* Quoted passage *
((

She played one on television, but Thursday it was Mary Tyler Moore’s chance to address real-life journalists at the National Press Club. And given the fact her show debuted three months before the club even started to admit women, seems like she finally “[made] it after all.”
Moore was in town on behalf of the Juvenile Diabetes Research Foundation to discuss her own personal 40-year struggle with the disease — one that she kept secret until the foundation asked her to be its international chairwoman.
“It was my best-kept secret, to now my lifelong crusade,” Moore remarked about how thankful she was to finally have publicly acknowledged her battle with the immune deficiency.
But why the stigma in the first place? After all, she shares company with Elvis, Elizabeth Taylor, Halle Barry, Dick Clark, Larry King and Johnny Cash.
She said she was worried that people watching her act would wonder if she had some “weird” disease.
So then what made her finally decide to come out, as one audience member asked?
“I started being attracted to other women,” she joked, before adding it was really due to the foundation.

))

* What is being asked *
List every person the passage about Mary Tyler Moore names as sharing company with her.

[Records from a data collection]

((

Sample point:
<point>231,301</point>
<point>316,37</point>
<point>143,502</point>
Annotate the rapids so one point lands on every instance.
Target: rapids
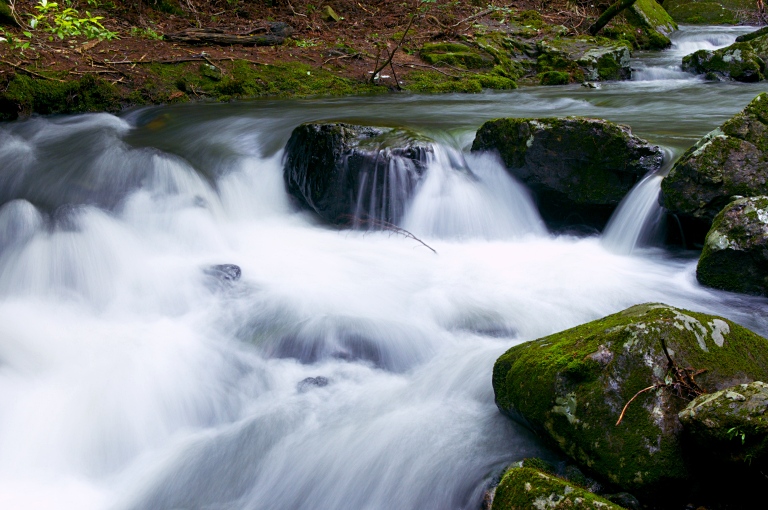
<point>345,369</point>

))
((

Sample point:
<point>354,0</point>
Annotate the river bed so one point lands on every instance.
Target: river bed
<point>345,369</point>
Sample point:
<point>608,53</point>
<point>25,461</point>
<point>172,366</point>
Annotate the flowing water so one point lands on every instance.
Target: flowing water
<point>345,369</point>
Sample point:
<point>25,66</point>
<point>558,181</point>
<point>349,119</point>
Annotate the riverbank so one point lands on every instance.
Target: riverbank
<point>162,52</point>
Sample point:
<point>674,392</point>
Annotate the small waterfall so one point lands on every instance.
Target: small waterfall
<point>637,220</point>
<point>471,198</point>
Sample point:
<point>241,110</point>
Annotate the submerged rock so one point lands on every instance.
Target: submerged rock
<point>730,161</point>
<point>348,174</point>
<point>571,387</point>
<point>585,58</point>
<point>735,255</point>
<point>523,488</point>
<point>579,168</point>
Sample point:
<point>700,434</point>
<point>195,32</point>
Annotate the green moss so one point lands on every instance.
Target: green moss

))

* Reply to the task *
Elvis, Elizabeth Taylor, Halle Barry, Dick Clark, Larry King, Johnny Cash